Aunt Joan was independent. She didn't like the fact that my Uncle Carle had to help her move about their home after she suffered a stroke a few years ago. There also were several falls and broken bones, limiting her mobility further.

But that independence is what made Joan one of my favorite relatives. I always looked forward to seeing her. She was full of stories and jokes and laughter. And she loved to hear good stories and jokes and laughter, too.

Much of her time was spent in the garden, finding different ways to grow vegetables and to keep the critters out. At Christmas each year, once you turned 21, you no longer received a card with money. You earned one of her black walnut cakes, made with nuts grown at the cabin.

Even she referred to them as "door stops," but we discovered their slices made good French toast.

She'd share deep conversations on philosophical topics, including but not limited to spirituality and what happens to the soul when it leaves the body.

She found peace in nature and joy in the garden.

It wasn't a surprise to me when Kathy said Aunt Joan didn't want to be kept alive by machinery. It would be OK for a little while, but if it became obvious that things weren't improving, she wanted to be taken off.

· · · · ·

### Actions to take
A - Summarize the remembrance of Aunt Joan in two sentences.
B - Pick up the remembrance of Aunt Joan after its last sentence and continue it.
The records have no connection to the remembrance of Aunt Joan.

· · · · ·

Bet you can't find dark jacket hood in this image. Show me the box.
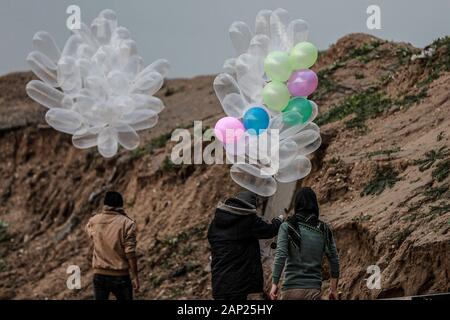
[294,187,319,224]
[215,198,257,227]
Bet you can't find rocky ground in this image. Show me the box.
[0,34,450,299]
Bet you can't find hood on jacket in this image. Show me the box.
[294,187,319,224]
[215,191,257,227]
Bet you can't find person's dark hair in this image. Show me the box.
[290,187,319,225]
[103,191,123,208]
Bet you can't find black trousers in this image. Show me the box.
[94,274,133,300]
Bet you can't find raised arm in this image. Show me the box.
[325,231,340,300]
[270,223,289,300]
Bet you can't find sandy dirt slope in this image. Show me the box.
[0,34,450,299]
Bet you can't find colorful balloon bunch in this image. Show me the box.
[26,10,170,158]
[214,9,321,196]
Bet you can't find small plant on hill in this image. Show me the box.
[346,40,381,62]
[423,184,450,202]
[131,133,172,159]
[391,229,412,247]
[317,87,392,130]
[0,220,10,243]
[0,259,7,272]
[414,147,450,171]
[361,166,400,197]
[367,147,402,158]
[431,159,450,182]
[427,201,450,218]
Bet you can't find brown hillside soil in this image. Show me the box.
[0,34,450,299]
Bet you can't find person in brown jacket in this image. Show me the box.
[86,191,139,300]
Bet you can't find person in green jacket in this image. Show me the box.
[270,188,339,300]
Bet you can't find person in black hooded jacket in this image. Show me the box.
[208,191,282,300]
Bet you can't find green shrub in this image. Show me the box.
[361,166,400,197]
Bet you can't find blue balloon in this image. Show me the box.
[242,107,270,135]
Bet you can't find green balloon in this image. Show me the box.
[264,51,292,82]
[283,97,313,125]
[262,81,291,111]
[289,41,319,70]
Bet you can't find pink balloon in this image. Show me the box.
[214,117,245,144]
[288,69,319,97]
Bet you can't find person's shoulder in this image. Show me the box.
[280,221,289,230]
[119,213,136,225]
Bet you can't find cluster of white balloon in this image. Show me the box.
[26,9,170,158]
[214,9,322,196]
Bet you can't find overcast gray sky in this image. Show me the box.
[0,0,450,78]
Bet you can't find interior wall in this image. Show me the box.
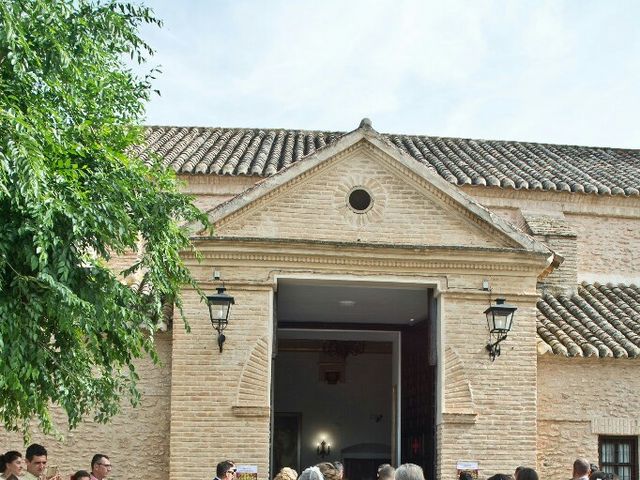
[274,346,392,468]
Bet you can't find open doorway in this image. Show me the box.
[271,279,436,480]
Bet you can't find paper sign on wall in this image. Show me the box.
[456,460,478,480]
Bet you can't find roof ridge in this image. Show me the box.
[142,125,640,152]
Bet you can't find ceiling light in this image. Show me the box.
[338,300,356,307]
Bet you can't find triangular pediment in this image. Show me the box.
[195,125,550,255]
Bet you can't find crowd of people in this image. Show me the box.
[0,450,618,480]
[214,458,618,480]
[0,443,111,480]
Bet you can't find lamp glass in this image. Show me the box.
[209,302,231,321]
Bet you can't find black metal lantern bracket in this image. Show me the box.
[207,280,235,353]
[484,290,518,362]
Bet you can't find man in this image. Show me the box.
[573,458,591,480]
[20,443,62,480]
[214,460,238,480]
[395,463,425,480]
[91,453,111,480]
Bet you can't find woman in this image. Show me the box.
[71,470,91,480]
[0,450,23,480]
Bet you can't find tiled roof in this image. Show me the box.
[135,127,640,196]
[538,283,640,358]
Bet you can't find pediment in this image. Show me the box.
[199,126,550,255]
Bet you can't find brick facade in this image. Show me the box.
[0,131,640,480]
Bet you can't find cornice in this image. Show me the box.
[183,237,546,275]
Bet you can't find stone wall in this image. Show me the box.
[463,187,640,287]
[169,282,271,479]
[438,293,536,479]
[537,355,640,480]
[0,333,171,480]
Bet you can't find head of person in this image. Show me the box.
[576,458,591,480]
[316,462,341,480]
[378,463,396,480]
[71,470,91,480]
[216,460,238,480]
[298,467,324,480]
[25,443,47,477]
[273,467,298,480]
[518,467,538,480]
[0,450,24,478]
[395,463,425,480]
[91,453,111,480]
[333,460,344,480]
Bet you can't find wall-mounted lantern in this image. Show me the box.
[316,440,331,458]
[484,298,518,362]
[207,286,235,353]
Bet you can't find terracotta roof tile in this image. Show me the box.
[538,283,640,358]
[140,127,640,196]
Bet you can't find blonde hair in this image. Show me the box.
[273,467,298,480]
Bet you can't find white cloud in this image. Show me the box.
[140,0,640,147]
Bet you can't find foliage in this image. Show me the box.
[0,0,206,435]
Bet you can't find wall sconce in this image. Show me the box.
[484,298,518,362]
[207,284,235,353]
[316,440,331,458]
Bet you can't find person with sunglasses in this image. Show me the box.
[214,460,238,480]
[91,453,111,480]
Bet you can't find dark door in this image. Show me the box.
[400,295,437,480]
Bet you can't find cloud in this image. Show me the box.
[141,0,640,147]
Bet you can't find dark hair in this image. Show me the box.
[216,460,236,478]
[316,462,340,480]
[91,453,109,470]
[71,470,91,480]
[518,467,538,480]
[378,465,396,480]
[487,467,510,480]
[0,450,22,473]
[25,443,47,461]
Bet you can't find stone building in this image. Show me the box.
[3,120,640,480]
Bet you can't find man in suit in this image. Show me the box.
[573,458,591,480]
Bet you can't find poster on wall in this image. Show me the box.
[456,460,478,480]
[236,465,258,480]
[273,413,302,475]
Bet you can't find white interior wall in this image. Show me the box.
[274,352,392,467]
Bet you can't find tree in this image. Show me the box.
[0,0,206,435]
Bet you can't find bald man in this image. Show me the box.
[573,458,591,480]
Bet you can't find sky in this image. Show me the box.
[141,0,640,148]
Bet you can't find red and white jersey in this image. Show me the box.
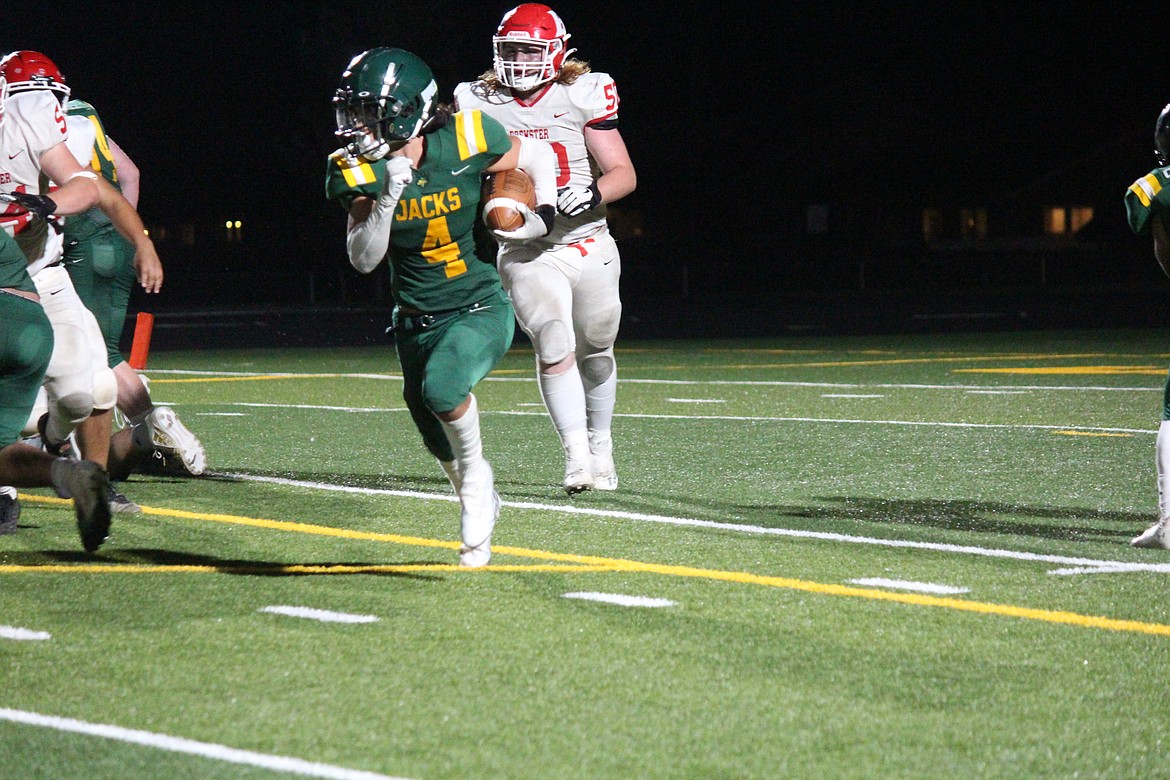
[455,73,618,244]
[0,89,69,268]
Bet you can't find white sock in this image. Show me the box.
[440,394,483,475]
[1155,420,1170,519]
[536,363,589,449]
[439,461,463,496]
[585,367,618,430]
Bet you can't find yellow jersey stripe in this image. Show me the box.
[455,109,488,160]
[340,163,377,187]
[1129,173,1162,208]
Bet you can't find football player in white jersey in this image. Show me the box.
[455,2,638,495]
[0,51,153,521]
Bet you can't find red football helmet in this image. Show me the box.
[0,49,69,105]
[491,2,577,92]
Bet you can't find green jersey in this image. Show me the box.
[64,101,122,244]
[1126,167,1170,235]
[0,230,36,292]
[325,111,511,312]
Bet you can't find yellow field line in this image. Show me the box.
[1052,430,1134,439]
[16,493,1170,636]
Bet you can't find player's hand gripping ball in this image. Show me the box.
[482,168,536,232]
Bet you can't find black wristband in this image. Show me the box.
[536,203,557,235]
[589,181,601,208]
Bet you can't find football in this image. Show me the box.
[483,168,536,230]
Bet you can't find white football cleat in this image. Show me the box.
[589,430,618,490]
[459,461,500,568]
[146,406,207,477]
[562,443,593,496]
[1129,518,1170,550]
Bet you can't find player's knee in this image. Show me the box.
[580,347,618,385]
[94,368,118,412]
[56,393,94,427]
[583,303,621,350]
[535,319,576,366]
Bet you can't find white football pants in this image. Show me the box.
[30,265,118,439]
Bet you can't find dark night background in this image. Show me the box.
[0,0,1170,336]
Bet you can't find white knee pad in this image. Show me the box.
[578,346,617,385]
[56,393,94,428]
[20,385,49,436]
[581,303,621,357]
[532,319,576,365]
[94,366,118,412]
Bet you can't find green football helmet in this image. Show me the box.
[333,47,439,160]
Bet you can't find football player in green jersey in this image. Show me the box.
[325,48,557,567]
[1126,105,1170,550]
[0,229,110,551]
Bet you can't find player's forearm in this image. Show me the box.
[597,165,638,203]
[1151,214,1170,277]
[97,179,150,249]
[345,198,397,274]
[49,177,98,215]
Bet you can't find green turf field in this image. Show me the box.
[0,331,1170,780]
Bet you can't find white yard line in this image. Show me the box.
[145,368,1163,393]
[0,709,402,780]
[259,606,380,623]
[205,401,1158,436]
[221,471,1170,572]
[562,592,675,607]
[849,577,971,595]
[0,626,53,642]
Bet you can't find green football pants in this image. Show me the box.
[394,290,516,461]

· · · · ·

### Responses to the exercise
A - Aunt Joan was independent and disliked needing Uncle Carle's help after a stroke, falls, and broken bones limited her mobility, yet that independence made her one of the narrator's favorite relatives. She loved stories, jokes, laughter, gardening, and deep conversations, gave relatives who had turned 21 a black walnut cake at Christmas, and did not want to be kept alive by machinery if things clearly weren't improving.

B -
Meanwhile, Aunt Joan continued to tell anyone who would listen: "I want to go home. I want to go home."

Kathy told me how she explained to her mother that she couldn't go home because she was sick. Finally, at one point, Joan appeared to understand.

"I told her, 'You can't go home because Dad can't take care of you there,'" Kathy said.

She went from feisty to being calm and resigned.

"The fight just went out of her," my cousin said.

When it became clear there was nothing more medical science could do for her — not without a tracheotomy, feeding tube and dialysis — Kathy, Sue and Uncle Carle made arrangements to bring Aunt Joan home. Her bed faced the sliding glass doors, looking out onto 17 acres of West Virginia wilderness.

As I walked through the screen door into what had been her home office, there was my aunt, her eyes half open, her mouth agape as she struggled to breathe, an oxygen tube in her nose.

Kathy, Sue and Uncle Carle said that, sometimes, Aunt Joan's eyes would flicker when you'd speak to her. There'd be a brief moment of what seemed like recognition.

But then it was gone.

I leaned in close to her.

"Hi, Aunt Joan," I said. "How are you doing?"

As soon as I said that, I realized how dumb it was to say.

I sat in the rocker next to her bed, patted her hand and talked with the family. They said how it seemed to them to have taken a long time for things to come to this, but really, it had only been two weeks.

Too many long days.

Shortly before I had to leave for work, my mom, dad and youngest brother, Stephen, arrived.

I knew this was a hard time for Dad, who was the baby of the family. He was more than a decade younger than Aunt Joan. Her son, my cousin, Carle, who died of cancer more than 20 years ago, was not much younger than Dad.

Joan was closest to Dad emotionally out of all the siblings. Put the two of them together, it was a party.

So when he walked in and sat down next to his dying sister, he looked ashen.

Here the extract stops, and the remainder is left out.